-------- SUPPLIED PASSAGE --------

After several months of illness and surgery including many hospitalizations I had to put my darling Duckers to sleep last night. I am beside myself with grief and guilt. I cannot bear the pain of her not being with me. She was with me for 14 years and it was the best time of my life.
Last April she was diagnosed with liver cancer and I was forced to make the difficult decision of treatment by means of a very dangerous surgery or euthanasia. I decided to go for the surgery and thankfully she made it through although it was very close. She began to recover only to get sick with a terrible urinary tract infection. This made her recovery so much harder. We tried every antibiotic to no avail and after months of treatment we chose a rare antibiotic that was our last hope. Unfortunately, after throughout the treatment Duckers health appeared to be declining. She rarely ate and needed to be coaxed to her food. I cooked for her and did everything to make her comfortable and healthy. She just got worse and eventually went into kidney failure. I rushed her in to the vet again and she was hospitalized for three days. With some signs of recovery I was able to take her home. For the next week, however, she ate less and less and got weaker and weaker. I tried everything again to no avail. She finally got so sick and weak that I had no choice but to help her from her suffering.

--------

**REQUIRED WORK:**
a – In the post about Duckers, what illness was she diagnosed with last April?
b – Pick up the post about Duckers after its final sentence and continue it.
The items that follow come from a separate source and are not related to the post about Duckers.

-------- INFORMATION SUPPLIED --------

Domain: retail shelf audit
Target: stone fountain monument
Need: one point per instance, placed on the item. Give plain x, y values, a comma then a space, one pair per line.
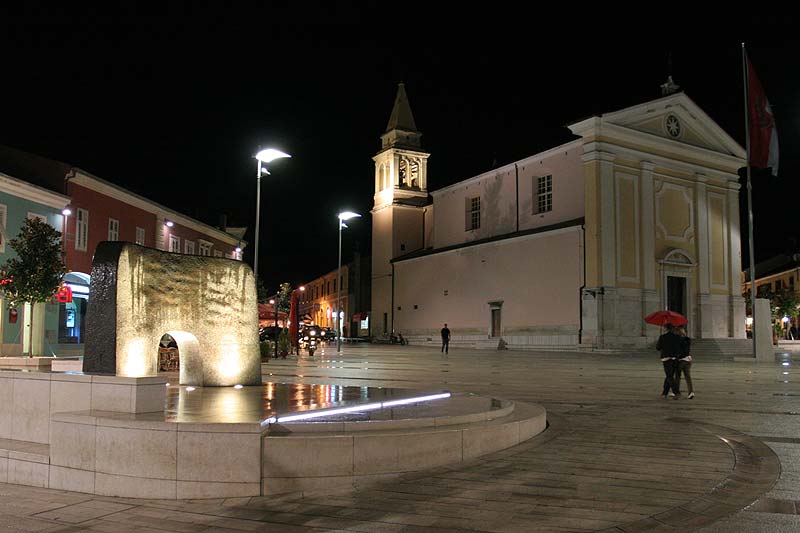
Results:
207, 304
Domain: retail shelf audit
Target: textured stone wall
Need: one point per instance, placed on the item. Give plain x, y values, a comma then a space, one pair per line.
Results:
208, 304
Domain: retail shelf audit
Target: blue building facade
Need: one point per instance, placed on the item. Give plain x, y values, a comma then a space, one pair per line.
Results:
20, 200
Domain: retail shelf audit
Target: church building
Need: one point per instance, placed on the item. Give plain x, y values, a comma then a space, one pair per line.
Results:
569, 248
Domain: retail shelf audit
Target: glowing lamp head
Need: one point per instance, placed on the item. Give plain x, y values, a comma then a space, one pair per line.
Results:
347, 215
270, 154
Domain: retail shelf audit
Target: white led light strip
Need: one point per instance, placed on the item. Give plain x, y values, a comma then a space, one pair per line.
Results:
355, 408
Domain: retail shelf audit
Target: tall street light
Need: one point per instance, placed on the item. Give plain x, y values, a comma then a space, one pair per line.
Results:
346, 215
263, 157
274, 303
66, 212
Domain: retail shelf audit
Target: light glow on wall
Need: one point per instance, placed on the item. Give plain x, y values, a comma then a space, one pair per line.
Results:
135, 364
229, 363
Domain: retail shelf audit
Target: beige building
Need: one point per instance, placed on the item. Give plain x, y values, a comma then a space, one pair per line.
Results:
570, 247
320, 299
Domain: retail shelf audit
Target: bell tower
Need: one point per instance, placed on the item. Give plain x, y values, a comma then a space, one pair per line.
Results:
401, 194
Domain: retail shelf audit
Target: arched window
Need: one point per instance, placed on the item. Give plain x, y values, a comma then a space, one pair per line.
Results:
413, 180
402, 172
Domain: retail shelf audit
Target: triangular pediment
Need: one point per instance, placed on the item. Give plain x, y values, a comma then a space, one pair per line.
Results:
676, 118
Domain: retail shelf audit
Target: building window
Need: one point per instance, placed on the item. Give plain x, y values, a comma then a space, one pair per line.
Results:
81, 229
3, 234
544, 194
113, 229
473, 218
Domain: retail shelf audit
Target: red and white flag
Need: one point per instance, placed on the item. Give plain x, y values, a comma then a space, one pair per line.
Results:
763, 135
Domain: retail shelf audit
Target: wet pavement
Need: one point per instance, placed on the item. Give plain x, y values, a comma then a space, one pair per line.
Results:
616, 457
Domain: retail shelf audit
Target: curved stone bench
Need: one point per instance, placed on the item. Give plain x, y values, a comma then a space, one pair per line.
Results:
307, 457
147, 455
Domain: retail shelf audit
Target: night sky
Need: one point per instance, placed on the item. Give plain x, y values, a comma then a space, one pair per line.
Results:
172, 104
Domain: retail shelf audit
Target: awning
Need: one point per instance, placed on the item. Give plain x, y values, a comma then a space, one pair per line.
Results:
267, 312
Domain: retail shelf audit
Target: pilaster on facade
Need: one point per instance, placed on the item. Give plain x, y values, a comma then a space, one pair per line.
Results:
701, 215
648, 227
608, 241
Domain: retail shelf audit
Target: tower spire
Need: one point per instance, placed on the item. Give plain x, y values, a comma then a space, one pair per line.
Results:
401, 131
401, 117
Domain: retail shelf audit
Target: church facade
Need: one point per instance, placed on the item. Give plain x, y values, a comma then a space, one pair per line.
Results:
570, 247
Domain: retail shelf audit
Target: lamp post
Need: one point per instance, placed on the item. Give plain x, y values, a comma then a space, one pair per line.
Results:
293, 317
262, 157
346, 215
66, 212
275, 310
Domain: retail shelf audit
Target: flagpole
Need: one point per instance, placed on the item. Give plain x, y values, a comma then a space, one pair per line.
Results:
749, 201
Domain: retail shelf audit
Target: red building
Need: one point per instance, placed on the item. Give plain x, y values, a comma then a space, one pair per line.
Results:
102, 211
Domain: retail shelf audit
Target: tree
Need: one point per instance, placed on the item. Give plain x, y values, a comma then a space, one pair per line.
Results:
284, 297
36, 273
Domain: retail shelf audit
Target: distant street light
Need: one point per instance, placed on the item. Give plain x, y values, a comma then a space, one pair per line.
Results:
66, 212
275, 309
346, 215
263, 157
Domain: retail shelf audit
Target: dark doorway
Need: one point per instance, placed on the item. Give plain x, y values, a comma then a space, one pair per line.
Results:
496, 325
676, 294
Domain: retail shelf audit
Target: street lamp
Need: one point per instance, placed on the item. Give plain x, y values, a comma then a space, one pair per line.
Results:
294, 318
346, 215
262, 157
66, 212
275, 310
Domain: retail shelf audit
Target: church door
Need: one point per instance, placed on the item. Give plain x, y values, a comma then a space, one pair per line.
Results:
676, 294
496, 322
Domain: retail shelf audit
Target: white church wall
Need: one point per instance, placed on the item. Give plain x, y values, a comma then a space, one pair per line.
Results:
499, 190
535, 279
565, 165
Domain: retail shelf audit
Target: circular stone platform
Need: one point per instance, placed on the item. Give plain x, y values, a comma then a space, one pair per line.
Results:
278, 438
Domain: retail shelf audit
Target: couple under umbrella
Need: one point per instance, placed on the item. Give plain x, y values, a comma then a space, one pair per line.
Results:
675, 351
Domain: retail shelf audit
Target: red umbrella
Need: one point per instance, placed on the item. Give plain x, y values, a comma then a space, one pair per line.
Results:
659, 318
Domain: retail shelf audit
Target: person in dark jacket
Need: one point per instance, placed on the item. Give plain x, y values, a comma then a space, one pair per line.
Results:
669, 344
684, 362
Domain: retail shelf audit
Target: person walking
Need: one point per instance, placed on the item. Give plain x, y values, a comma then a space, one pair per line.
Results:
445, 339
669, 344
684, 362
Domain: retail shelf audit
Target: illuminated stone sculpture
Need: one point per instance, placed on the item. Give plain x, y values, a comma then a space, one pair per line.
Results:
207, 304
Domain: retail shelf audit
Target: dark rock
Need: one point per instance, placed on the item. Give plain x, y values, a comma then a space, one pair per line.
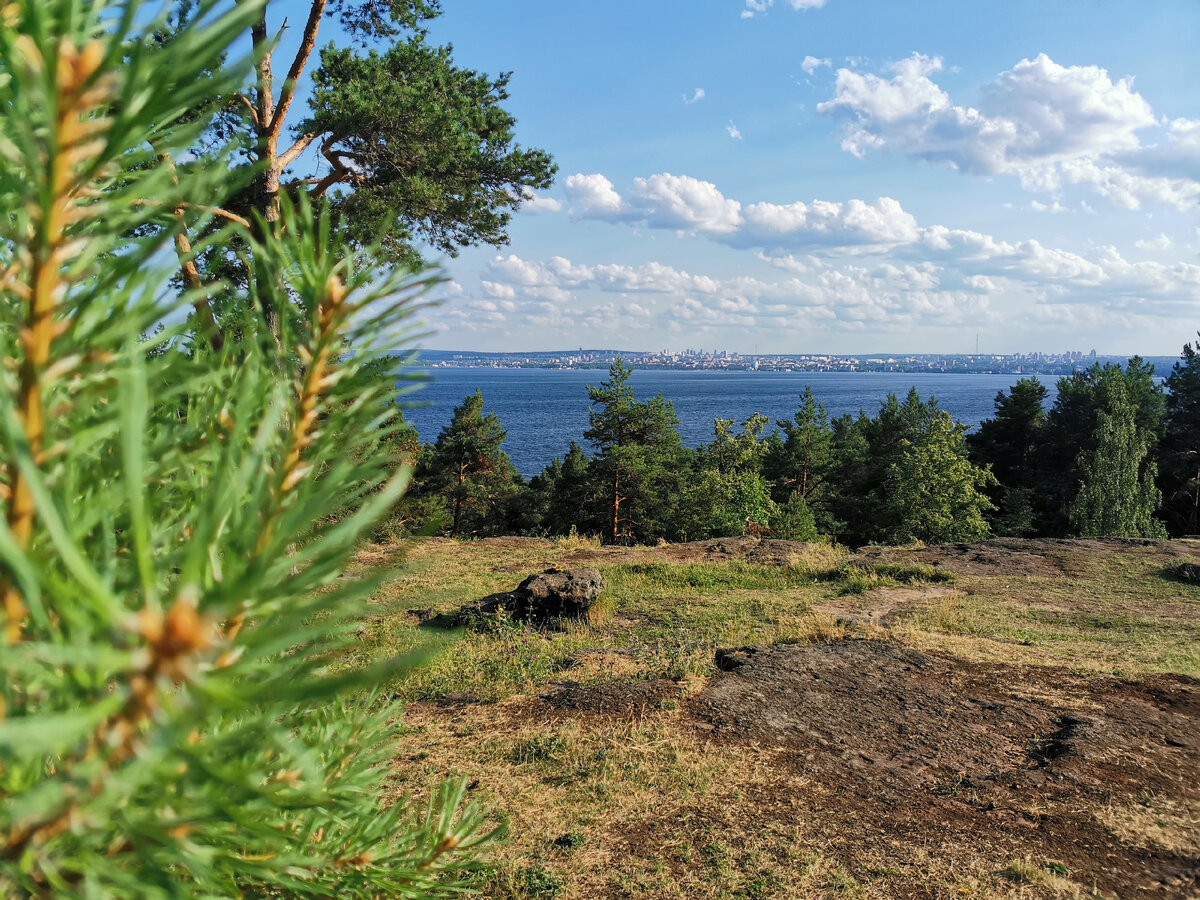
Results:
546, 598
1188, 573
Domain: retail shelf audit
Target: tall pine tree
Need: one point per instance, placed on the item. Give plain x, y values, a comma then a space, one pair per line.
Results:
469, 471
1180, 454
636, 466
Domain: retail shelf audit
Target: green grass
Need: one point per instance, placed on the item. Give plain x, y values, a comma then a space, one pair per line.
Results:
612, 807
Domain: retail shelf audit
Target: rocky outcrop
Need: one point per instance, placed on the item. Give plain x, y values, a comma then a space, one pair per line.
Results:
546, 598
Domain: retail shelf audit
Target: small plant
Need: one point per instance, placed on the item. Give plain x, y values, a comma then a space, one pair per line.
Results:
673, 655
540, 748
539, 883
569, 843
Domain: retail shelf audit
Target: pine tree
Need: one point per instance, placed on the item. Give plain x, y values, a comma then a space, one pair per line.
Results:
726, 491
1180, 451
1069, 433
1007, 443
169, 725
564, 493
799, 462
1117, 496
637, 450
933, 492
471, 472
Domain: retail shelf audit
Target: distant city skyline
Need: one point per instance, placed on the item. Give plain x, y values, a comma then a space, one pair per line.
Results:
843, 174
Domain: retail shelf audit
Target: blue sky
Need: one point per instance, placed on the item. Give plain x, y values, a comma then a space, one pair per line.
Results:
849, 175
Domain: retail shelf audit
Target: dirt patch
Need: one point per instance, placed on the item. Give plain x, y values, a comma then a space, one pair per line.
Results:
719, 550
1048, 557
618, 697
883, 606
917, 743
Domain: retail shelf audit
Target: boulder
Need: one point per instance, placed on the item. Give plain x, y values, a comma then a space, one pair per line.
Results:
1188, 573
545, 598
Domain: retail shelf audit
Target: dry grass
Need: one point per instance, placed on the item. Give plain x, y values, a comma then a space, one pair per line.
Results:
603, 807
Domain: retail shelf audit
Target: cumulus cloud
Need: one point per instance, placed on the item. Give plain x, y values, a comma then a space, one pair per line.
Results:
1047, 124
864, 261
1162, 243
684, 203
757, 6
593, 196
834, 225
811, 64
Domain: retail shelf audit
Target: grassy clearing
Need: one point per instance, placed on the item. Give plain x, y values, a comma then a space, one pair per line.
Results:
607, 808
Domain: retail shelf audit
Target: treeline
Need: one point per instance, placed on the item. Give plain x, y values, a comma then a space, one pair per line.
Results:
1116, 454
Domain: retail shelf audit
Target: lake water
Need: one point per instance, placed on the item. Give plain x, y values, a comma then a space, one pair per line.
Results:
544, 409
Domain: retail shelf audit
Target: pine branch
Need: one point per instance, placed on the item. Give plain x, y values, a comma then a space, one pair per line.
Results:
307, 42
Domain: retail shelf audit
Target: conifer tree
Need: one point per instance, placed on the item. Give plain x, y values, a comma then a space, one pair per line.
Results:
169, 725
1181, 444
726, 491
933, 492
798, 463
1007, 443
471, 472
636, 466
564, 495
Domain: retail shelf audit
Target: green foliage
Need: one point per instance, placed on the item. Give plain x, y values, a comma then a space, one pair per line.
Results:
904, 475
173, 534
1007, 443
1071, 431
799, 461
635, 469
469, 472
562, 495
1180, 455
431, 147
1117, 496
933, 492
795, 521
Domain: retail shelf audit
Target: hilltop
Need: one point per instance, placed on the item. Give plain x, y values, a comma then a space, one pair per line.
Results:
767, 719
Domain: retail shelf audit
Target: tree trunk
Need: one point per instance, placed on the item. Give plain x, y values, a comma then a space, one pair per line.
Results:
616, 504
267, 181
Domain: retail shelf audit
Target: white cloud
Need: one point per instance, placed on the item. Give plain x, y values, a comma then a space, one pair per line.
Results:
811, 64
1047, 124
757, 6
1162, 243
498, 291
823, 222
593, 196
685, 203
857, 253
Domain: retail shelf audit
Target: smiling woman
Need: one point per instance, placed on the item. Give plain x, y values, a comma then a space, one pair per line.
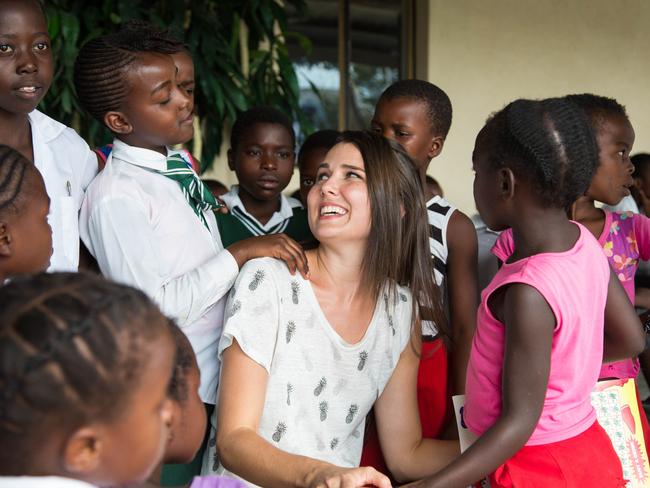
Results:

--------

**RESULTS BY TASK:**
a – Liver cancer.

b –
So last night was the night and I am heartbroken and empty. I cannot believe she is gone and I just wish she was here with me but healthy. I hope I did not do anything to prolong her suffering but I can't help but think I did. Not only that but it was so difficult to let her go because she just looked at me as if she didn't want to leave. I hope I made the right decision for her and I pray she is feeling young again and knows that I will be with her again. I can't bear the thought of not seeing her again and I can't bear the pain of her not being with me.